Aufgabenstellung =>
(A) Fassen Sie den Absatz des vorliegenden Textes, der mit „Generell gilt für Wehlers Darstellung“ beginnt, in Stichpunkten zusammen. Die wesentlichen Aussagen müssen erhalten bleiben.
(B) Was ist laut dem vorliegenden Text unbestechlicher als das historische Schwadronieren?
(C) Führen Sie den vorliegenden Text über Wehlers Darstellung im Anschluss an seinen letzten Satz fort.

Vorliegender Text =>
__________
Generell gilt für Wehlers Darstellung, dass der Leser auf verblüffend viele politische Details der bundesrepublikanischen Entwicklungen stößt, die nicht nur von Fehlentscheidungen, sondern auch von tief sitzenden Verweigerungen der Politik berichten, rational zu handeln. Insofern triumphiert hier die gesellschaftsgeschichtliche Darstellung. Zahlen und Fakten, die vorurteilslose Beschreibung von Strukturen und Institutionen sind unbestechlicher als das historische Schwadronieren.
__________
Bereitgestellte Angaben =>
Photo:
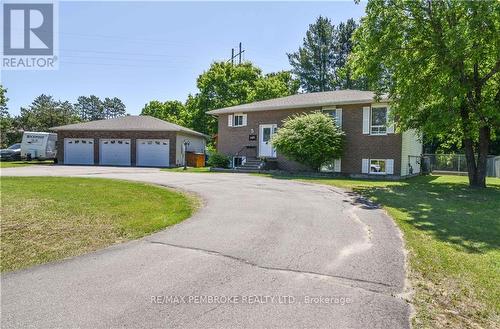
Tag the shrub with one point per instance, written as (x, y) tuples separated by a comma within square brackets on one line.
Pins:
[(218, 160), (311, 139)]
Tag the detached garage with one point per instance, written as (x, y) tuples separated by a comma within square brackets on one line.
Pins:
[(127, 141)]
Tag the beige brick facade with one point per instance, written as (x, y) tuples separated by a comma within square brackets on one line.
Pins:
[(232, 140)]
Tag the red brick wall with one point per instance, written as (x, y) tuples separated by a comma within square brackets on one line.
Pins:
[(132, 135), (358, 146)]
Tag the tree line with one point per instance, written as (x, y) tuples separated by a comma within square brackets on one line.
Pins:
[(46, 112)]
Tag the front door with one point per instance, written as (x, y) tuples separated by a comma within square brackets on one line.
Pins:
[(265, 133)]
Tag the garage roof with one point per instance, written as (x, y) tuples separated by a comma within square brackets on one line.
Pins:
[(129, 123), (325, 98)]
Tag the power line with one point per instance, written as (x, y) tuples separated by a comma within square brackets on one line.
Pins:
[(233, 55)]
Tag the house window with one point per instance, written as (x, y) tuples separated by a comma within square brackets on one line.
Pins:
[(378, 122), (238, 161), (377, 167), (335, 114), (238, 120)]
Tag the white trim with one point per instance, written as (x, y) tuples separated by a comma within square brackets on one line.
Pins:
[(338, 117), (378, 106), (337, 165), (389, 166), (243, 159), (365, 165), (378, 172), (243, 120), (366, 120), (390, 122)]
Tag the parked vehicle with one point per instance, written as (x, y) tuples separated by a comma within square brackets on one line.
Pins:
[(38, 145), (11, 153)]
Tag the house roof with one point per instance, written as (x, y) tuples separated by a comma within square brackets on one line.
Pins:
[(128, 123), (326, 98)]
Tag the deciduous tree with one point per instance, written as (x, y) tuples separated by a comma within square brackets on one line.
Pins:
[(439, 62), (45, 113), (113, 108), (312, 139)]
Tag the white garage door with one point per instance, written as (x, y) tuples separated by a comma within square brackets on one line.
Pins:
[(114, 152), (153, 152), (78, 151)]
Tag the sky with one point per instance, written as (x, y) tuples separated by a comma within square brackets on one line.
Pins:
[(143, 51)]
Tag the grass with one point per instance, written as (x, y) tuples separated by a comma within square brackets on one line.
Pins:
[(47, 218), (189, 169), (452, 234), (14, 164)]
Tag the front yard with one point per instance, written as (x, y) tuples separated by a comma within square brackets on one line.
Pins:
[(453, 237), (46, 219), (14, 164)]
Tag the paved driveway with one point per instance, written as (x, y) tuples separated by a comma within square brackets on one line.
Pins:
[(264, 247)]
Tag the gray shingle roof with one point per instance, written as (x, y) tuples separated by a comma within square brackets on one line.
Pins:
[(325, 98), (128, 123)]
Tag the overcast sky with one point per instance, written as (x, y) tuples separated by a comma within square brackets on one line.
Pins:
[(154, 51)]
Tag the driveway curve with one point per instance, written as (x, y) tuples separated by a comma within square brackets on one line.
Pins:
[(260, 253)]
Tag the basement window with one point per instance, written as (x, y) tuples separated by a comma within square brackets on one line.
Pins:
[(238, 161), (377, 167)]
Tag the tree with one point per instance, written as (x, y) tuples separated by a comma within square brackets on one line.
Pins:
[(171, 111), (343, 46), (312, 139), (274, 85), (439, 63), (45, 113), (314, 62), (6, 121), (113, 108), (225, 84), (90, 108)]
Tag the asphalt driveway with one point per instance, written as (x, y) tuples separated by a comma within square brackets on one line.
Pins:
[(260, 253)]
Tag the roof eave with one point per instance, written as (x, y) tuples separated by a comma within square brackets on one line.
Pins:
[(298, 106)]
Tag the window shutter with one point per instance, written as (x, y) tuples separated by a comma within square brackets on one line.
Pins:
[(366, 120), (390, 122), (338, 117), (337, 165), (365, 164), (389, 166)]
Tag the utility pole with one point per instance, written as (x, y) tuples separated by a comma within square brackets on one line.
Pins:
[(233, 55)]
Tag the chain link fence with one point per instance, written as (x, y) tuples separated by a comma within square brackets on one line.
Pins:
[(457, 164)]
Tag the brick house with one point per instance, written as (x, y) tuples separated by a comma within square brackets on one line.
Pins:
[(372, 145), (127, 141)]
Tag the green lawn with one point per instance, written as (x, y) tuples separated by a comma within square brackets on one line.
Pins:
[(13, 164), (452, 233), (46, 218), (189, 169)]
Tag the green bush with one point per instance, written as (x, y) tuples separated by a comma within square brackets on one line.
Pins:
[(218, 160), (311, 139)]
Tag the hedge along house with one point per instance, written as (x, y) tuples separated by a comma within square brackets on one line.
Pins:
[(127, 141), (372, 145)]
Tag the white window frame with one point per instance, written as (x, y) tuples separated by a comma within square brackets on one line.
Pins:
[(242, 157), (379, 126), (239, 120), (335, 113), (378, 172)]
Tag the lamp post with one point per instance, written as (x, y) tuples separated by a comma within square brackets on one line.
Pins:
[(186, 144)]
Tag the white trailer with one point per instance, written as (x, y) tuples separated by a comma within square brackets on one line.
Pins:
[(38, 145)]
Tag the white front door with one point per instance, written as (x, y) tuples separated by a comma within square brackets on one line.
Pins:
[(153, 152), (265, 133), (79, 151), (114, 152)]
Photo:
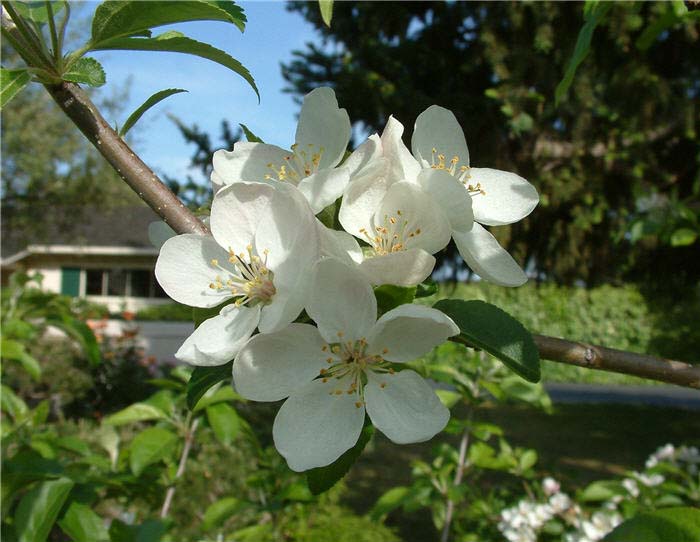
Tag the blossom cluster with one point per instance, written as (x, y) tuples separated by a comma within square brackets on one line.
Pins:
[(269, 258)]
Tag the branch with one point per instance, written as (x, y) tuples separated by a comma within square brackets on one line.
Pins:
[(618, 361)]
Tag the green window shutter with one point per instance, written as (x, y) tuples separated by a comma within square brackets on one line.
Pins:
[(70, 281)]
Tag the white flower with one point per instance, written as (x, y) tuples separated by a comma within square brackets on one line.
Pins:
[(496, 197), (263, 244), (334, 373), (322, 136)]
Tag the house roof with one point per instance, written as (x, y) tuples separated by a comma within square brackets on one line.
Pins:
[(117, 228)]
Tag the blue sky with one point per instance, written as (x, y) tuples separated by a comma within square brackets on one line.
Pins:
[(215, 93)]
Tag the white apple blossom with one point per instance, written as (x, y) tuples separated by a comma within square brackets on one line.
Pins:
[(495, 197), (321, 139), (264, 241), (333, 374)]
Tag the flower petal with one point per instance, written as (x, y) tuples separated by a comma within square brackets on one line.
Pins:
[(409, 331), (405, 268), (322, 124), (415, 212), (184, 269), (324, 187), (507, 197), (237, 211), (341, 302), (272, 366), (315, 426), (247, 162), (403, 167), (437, 128), (487, 258), (450, 195), (406, 409), (217, 340)]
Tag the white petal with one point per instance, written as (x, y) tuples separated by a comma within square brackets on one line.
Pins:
[(272, 366), (315, 426), (247, 162), (451, 195), (365, 157), (402, 165), (406, 409), (437, 128), (184, 269), (159, 232), (323, 124), (338, 244), (507, 197), (405, 268), (415, 211), (487, 258), (324, 187), (362, 199), (409, 332), (217, 340), (341, 301), (237, 211)]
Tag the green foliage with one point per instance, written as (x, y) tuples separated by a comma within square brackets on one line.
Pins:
[(678, 524), (145, 106), (487, 327), (321, 479)]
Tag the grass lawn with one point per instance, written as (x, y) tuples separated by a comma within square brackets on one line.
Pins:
[(577, 444)]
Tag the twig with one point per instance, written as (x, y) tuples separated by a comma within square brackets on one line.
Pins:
[(189, 438), (618, 361)]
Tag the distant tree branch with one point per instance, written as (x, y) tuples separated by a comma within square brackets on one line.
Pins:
[(618, 361)]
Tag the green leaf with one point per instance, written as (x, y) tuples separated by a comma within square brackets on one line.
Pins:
[(145, 106), (115, 19), (390, 296), (150, 446), (83, 525), (39, 508), (326, 7), (323, 478), (11, 82), (224, 421), (487, 327), (204, 378), (250, 136), (138, 412), (670, 524), (391, 500), (15, 351), (593, 14), (219, 511), (86, 70), (172, 43), (683, 237)]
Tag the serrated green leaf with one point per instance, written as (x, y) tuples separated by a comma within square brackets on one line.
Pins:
[(86, 70), (39, 508), (250, 136), (11, 82), (224, 421), (81, 524), (485, 326), (204, 378), (593, 14), (670, 524), (145, 106), (115, 19), (323, 478), (326, 7), (150, 446), (138, 412), (181, 44)]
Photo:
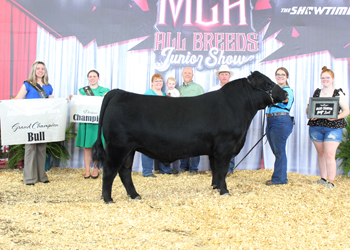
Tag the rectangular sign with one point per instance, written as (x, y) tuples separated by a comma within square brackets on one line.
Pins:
[(323, 108), (85, 109), (29, 121)]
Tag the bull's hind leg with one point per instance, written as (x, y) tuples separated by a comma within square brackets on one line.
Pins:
[(111, 167), (125, 177)]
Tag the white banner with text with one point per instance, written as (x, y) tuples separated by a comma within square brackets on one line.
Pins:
[(85, 109), (31, 121)]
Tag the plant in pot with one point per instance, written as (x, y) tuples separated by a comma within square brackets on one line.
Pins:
[(56, 150), (343, 152)]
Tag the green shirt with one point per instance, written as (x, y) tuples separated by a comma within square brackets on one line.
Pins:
[(191, 89)]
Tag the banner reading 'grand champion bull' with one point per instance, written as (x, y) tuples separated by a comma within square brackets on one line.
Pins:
[(33, 121)]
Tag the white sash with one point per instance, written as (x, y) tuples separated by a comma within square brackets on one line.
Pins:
[(85, 109)]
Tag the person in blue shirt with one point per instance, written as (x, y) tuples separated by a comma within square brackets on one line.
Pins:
[(279, 127), (37, 86)]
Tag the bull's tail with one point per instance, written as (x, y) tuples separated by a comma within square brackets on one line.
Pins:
[(98, 153)]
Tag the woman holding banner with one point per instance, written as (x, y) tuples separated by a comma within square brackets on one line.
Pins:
[(87, 132), (37, 86), (326, 134), (278, 129)]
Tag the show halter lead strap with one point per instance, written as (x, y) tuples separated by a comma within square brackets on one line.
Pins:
[(88, 91), (40, 91)]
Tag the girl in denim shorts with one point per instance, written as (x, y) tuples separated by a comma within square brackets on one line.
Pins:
[(326, 134)]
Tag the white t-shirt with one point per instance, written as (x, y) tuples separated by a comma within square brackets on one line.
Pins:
[(215, 87)]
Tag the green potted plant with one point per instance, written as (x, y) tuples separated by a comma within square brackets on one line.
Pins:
[(56, 150), (343, 152)]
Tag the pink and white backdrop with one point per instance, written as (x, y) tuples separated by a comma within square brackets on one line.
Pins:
[(128, 41)]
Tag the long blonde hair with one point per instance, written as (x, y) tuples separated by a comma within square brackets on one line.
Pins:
[(32, 77)]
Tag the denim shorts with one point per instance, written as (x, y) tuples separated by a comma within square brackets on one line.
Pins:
[(322, 134)]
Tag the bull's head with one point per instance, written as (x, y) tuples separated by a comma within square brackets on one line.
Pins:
[(261, 82)]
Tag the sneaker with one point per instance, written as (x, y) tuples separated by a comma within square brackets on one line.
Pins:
[(173, 171), (151, 175), (322, 182), (330, 185)]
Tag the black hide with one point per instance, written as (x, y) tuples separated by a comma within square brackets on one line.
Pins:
[(168, 129)]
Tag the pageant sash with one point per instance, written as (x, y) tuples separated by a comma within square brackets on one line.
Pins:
[(85, 109), (40, 91), (29, 121), (88, 91)]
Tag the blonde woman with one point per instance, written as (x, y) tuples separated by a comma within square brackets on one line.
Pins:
[(326, 134), (37, 86)]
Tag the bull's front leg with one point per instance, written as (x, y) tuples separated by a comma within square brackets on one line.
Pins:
[(219, 169), (110, 169), (125, 177), (107, 182)]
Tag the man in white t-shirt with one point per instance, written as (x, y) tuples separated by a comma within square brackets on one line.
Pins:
[(224, 74)]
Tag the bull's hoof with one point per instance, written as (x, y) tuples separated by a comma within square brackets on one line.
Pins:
[(137, 198), (226, 194), (109, 202)]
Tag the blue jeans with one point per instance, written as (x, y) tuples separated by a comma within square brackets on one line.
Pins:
[(147, 166), (193, 166), (322, 134), (278, 130)]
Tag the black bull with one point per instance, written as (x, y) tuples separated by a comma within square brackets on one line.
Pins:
[(168, 129)]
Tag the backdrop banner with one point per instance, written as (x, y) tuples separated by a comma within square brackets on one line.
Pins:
[(33, 121), (85, 109)]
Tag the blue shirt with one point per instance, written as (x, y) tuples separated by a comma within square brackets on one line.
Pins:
[(283, 106), (33, 94)]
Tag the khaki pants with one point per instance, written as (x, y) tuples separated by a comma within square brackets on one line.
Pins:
[(34, 163)]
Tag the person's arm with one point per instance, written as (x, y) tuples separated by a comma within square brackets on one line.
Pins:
[(344, 107), (21, 93)]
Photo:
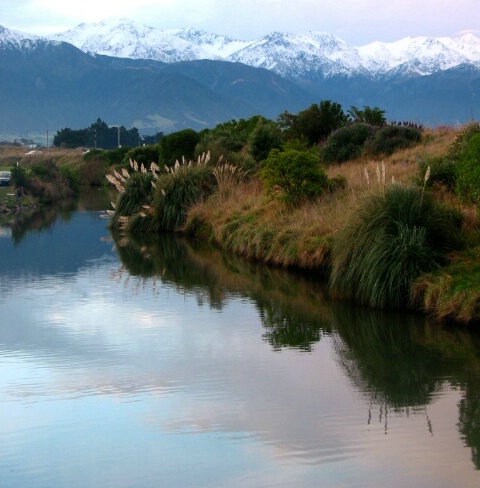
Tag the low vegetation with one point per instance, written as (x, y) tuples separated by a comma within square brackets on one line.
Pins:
[(386, 214)]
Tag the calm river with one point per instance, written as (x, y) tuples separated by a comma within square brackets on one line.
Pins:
[(163, 363)]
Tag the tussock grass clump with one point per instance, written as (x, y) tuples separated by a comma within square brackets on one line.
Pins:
[(454, 291), (392, 239), (135, 193), (178, 189)]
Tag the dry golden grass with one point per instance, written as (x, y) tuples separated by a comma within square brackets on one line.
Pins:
[(245, 219)]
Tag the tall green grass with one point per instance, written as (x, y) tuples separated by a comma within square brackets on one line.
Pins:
[(391, 240), (178, 189)]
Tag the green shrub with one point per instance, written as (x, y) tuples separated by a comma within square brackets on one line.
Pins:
[(390, 241), (442, 171), (138, 192), (468, 171), (142, 155), (461, 141), (293, 175), (19, 176), (346, 143), (391, 138)]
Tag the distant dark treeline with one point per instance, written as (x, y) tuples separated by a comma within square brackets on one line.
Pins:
[(100, 135)]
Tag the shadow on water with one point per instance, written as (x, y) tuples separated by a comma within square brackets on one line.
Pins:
[(399, 361), (43, 218), (292, 309), (403, 361)]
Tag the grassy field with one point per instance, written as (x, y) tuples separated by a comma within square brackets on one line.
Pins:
[(241, 218)]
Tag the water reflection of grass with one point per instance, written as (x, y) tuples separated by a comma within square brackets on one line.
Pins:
[(292, 308), (397, 360)]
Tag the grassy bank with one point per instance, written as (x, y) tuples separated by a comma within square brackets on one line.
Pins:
[(244, 220)]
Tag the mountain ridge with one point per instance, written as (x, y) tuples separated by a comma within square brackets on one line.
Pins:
[(288, 54)]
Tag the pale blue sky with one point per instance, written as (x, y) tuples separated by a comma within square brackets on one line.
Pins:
[(356, 21)]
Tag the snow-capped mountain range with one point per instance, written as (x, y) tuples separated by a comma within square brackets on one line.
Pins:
[(294, 56), (289, 55)]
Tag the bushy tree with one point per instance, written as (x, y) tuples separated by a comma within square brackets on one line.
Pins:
[(467, 169), (265, 137), (315, 123), (293, 175), (391, 138), (177, 145), (391, 240), (372, 116), (346, 143)]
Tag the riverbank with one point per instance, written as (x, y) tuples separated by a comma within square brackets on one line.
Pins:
[(242, 219)]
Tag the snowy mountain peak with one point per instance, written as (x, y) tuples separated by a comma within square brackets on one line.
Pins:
[(291, 55)]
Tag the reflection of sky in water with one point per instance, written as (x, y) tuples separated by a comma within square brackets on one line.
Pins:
[(110, 383)]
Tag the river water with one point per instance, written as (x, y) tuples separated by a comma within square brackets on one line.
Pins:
[(164, 363)]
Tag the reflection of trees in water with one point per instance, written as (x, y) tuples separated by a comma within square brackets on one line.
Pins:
[(41, 218), (469, 416), (398, 360), (38, 219), (384, 355), (401, 361), (290, 307), (288, 325)]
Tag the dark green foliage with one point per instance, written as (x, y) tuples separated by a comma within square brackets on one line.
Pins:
[(98, 135), (228, 139), (391, 138), (177, 191), (19, 176), (177, 145), (92, 172), (315, 123), (110, 157), (47, 182), (293, 175), (145, 155), (265, 137), (461, 142), (391, 240), (442, 172), (138, 192), (346, 143), (467, 168), (372, 116)]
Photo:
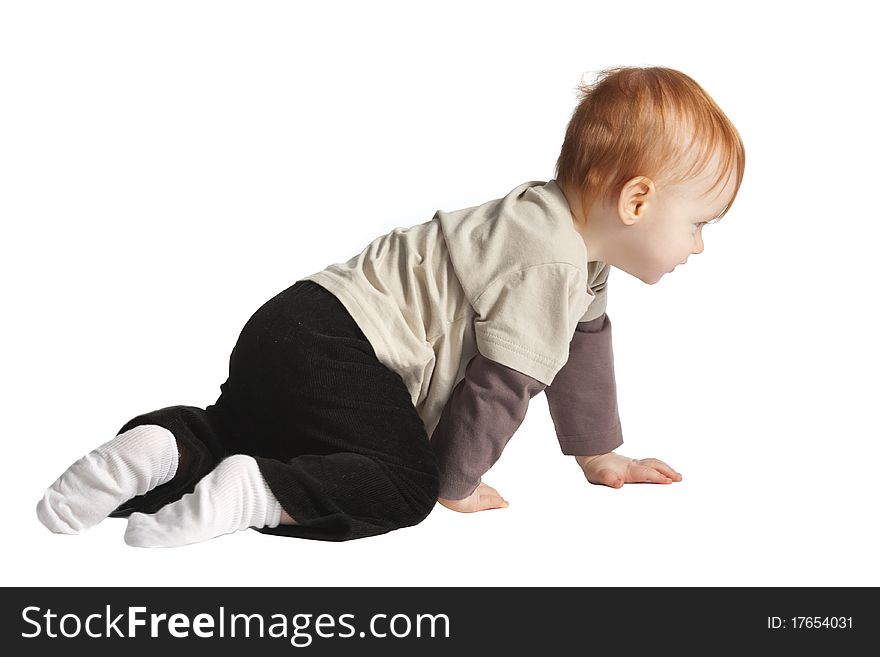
__________
Lösungen =>
(A)
- Wehlers Darstellung enthält erstaunlich viele politische Details zur Entwicklung der Bundesrepublik.
- Diese Details belegen Fehlentscheidungen und eine tief sitzende Weigerung der Politik, rational zu handeln.
- Dadurch setzt sich die gesellschaftsgeschichtliche Darstellung durch.
- Zahlen, Fakten und die vorurteilslose Beschreibung von Strukturen und Institutionen sind unbestechlicher als historisches Schwadronieren.

(B) Zahlen und Fakten sowie die vorurteilslose Beschreibung von Strukturen und Institutionen.

(C)
"Die grenzenlose Subventionierung der Landwirtschaft durch den agrarpolitischen Interventionismus und Protektionismus hat sich, je länger desto mehr auf das Ganze gesehen, als eine grandiose Fehlinvestition zugunsten einer stetig schrumpfenden, hoch privilegierten Minderheit erwiesen, während die Zukunftssicherung des Landes durch die entschlossene Förderung etwa von Bildung und Wissenschaft – sowohl im Schul- als auch im Universitätssystem fiel die Bundesrepublik in das untere Drittel der westlichen Industrieländer ab – blindlings vernachlässigt wurde."
Seit den achtziger Jahren favorisieren führende Köpfe der Sozialwissenschaft neue Begriffe, die den Wandel der westlichen Gesellschaften deuten sollen.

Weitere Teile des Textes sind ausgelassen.